» **SUPPLIED TEXT**:
'''

I'm not a real DSP expert by any stretch of the imagination, but applying an FIR filter does not require transforming to the frequency domain. To the contrary: a basic FIR filter just means that the ith output sample is a[0]x[i] + a[1]x[i-1] + a[2]x[i-2] + ... + a[N-1]x[i-N+1] where x is the input, a is the filter coefficients, and N+1 is the (finite) length of the filter. (If the input is all zeros except that x[0]=1, then the input is an impulse and a is the output, i.e. the impulse response. Hence the name: Finite Impulse Response.)

Some very long FIR filters are more efficient to apply by Fourier transforming the input, but that's almost certainly not the case here. It's worth noting that FIR filters vectorize very nicely.

(My FIR description isn't quite 100% accurate. I described only the discrete-time causal case. If you drop the causality requirement (which is fine but can be awkward in real-time processing) then you add negative indices to a. If you switch to continuous time, you end up with a convolution instead of a sum of products.)

2 comments

> Sad that the thread got flagged into oblivion.

I sometimes feel the PC threshold is a bit high in some threads. In this case however even I felt the snark level was painful.

'''

» **SUPPLIED INFORMATION**:
'''

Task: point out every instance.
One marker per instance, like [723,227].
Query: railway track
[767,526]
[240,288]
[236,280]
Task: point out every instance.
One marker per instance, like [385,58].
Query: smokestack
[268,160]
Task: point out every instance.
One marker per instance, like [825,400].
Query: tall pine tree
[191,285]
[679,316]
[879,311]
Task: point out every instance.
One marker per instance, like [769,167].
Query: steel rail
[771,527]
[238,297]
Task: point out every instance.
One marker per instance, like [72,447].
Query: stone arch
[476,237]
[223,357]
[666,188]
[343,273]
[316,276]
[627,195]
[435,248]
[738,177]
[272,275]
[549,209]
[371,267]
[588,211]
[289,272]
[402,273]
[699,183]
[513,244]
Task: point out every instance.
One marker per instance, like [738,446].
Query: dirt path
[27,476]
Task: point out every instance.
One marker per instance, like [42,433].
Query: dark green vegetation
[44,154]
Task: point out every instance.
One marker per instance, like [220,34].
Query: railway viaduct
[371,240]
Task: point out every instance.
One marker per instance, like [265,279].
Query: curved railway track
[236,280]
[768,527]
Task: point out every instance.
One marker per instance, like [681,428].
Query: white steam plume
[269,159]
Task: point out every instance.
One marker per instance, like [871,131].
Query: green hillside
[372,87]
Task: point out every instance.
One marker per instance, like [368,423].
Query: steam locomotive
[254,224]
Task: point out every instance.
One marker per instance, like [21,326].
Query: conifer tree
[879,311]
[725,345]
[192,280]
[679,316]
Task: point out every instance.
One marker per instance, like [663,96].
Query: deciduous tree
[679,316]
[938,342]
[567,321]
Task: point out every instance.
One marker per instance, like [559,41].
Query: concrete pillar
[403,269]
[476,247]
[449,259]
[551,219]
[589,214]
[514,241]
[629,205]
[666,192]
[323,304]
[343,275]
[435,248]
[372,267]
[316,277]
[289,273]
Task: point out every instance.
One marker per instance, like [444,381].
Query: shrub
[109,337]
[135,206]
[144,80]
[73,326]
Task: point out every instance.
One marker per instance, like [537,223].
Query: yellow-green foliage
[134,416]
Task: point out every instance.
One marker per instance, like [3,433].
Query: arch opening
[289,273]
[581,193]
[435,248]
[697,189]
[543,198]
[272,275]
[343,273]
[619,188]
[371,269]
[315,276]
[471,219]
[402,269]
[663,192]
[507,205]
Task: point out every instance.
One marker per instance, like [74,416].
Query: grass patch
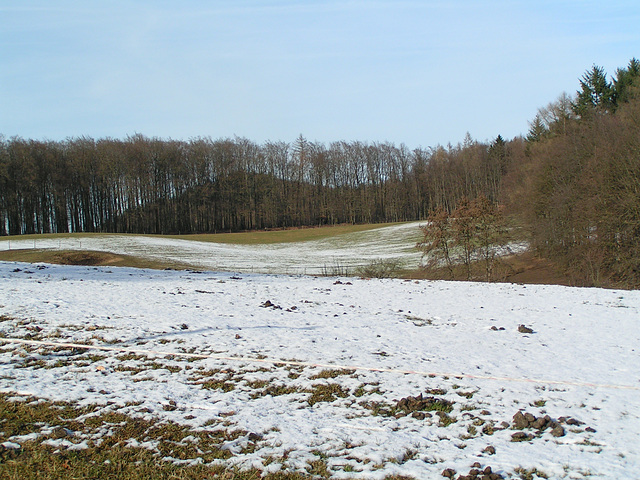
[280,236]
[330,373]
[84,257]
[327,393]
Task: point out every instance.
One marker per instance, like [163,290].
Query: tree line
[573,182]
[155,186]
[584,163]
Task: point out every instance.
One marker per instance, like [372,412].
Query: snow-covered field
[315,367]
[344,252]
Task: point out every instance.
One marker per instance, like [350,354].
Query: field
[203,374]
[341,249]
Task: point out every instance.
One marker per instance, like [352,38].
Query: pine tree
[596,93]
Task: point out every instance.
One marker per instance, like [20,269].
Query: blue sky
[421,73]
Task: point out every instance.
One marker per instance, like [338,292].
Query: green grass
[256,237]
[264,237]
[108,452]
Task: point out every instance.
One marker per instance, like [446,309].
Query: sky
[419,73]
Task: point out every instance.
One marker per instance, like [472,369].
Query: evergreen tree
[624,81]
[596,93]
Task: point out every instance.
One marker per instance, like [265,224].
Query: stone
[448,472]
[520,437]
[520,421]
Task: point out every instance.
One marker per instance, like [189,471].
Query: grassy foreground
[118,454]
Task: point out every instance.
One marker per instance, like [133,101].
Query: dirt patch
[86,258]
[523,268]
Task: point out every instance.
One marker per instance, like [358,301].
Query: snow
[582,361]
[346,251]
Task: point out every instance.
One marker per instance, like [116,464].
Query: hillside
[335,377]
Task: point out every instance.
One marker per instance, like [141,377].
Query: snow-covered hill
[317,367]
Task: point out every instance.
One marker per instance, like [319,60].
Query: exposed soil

'''

» **YOUR INSTRUCTIONS**:
Reproduce the FIR filter comment starting at "(My FIR description" and ending at "level was painful.", renaming "threshold" to "bar" wherever it occurs. The listing may be set aside.

» **RESPONSE BELOW**:
(My FIR description isn't quite 100% accurate. I described only the discrete-time causal case. If you drop the causality requirement (which is fine but can be awkward in real-time processing) then you add negative indices to a. If you switch to continuous time, you end up with a convolution instead of a sum of products.)

2 comments

> Sad that the thread got flagged into oblivion.

I sometimes feel the PC bar is a bit high in some threads. In this case however even I felt the snark level was painful.